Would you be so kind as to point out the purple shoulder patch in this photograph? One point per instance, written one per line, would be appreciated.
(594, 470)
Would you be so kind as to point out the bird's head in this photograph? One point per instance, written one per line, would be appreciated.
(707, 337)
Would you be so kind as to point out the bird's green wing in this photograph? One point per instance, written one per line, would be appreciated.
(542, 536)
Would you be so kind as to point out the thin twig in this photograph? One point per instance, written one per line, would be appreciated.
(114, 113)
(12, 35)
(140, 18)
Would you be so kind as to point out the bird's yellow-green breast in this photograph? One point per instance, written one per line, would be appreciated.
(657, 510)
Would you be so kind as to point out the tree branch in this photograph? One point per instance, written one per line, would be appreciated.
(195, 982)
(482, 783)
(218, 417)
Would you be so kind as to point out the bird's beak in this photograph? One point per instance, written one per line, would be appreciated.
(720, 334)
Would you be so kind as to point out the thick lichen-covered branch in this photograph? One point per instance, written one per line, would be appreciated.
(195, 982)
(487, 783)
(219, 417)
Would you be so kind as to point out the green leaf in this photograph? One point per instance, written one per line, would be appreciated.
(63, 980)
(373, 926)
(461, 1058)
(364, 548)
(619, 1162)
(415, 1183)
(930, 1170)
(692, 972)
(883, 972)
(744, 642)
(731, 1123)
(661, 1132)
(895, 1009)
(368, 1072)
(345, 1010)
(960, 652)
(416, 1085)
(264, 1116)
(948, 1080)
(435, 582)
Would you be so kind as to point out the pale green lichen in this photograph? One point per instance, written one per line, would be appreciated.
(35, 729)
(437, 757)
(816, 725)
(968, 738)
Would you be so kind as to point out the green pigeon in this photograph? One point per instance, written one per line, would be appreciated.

+ + + +

● PROBLEM TO WORK ON:
Rewrite the records above with every occurrence of "point out" changed to "indicate", keeping all other text as it stands.

● FINAL RESULT:
Would you be so kind as to indicate the purple shoulder patch in this photograph? One point per instance, written one per line, would be appreciated.
(594, 470)
Would you be so kind as to indicate the bird's head in this photograph? One point per instance, written one per line, would be appreciated.
(707, 337)
Would you be so kind as to indicate the bird's green wing in this photograph? One point per instance, written one per line, would be appreciated.
(542, 536)
Would you be so kind as to indicate the thin twig in this photograph? One point per instance, written one per line, would be appreciated.
(114, 113)
(12, 35)
(140, 18)
Would you be so kind as to indicate the bird's yellow-green breast in this photograph? One point per instance, written one per line, would be appreciated.
(657, 510)
Would you be so kind as to indicate the tree branch in this photograph? One point per instance, written one per line, would be appreciated.
(195, 982)
(482, 783)
(218, 417)
Would you be so kind as to indicate the bird's beak in this photograph? One point per instance, written one per line, would be appreciated.
(720, 334)
Would you be so kind as to indicate the thick lichen-covered branch in this photograph? One point per instance, written one per line, would be appreciated.
(195, 982)
(487, 783)
(219, 417)
Would you be so kind as to indicate the green leaf in this photograph? One point per instance, written one per line, would be appreciated.
(63, 980)
(373, 926)
(461, 1058)
(364, 548)
(619, 1162)
(415, 1183)
(930, 1170)
(692, 972)
(883, 972)
(744, 642)
(731, 1123)
(661, 1132)
(895, 1009)
(368, 1072)
(345, 1010)
(960, 652)
(416, 1085)
(264, 1116)
(948, 1080)
(435, 582)
Would you be so kind as to indicate the pale green lichen in this photograph? One point per instance, written one per line, would be appreciated.
(35, 729)
(437, 757)
(816, 725)
(968, 738)
Would you be so kind as to indicate the green pigeon in this photograph? One point per instance, written one per line, would be appreciated.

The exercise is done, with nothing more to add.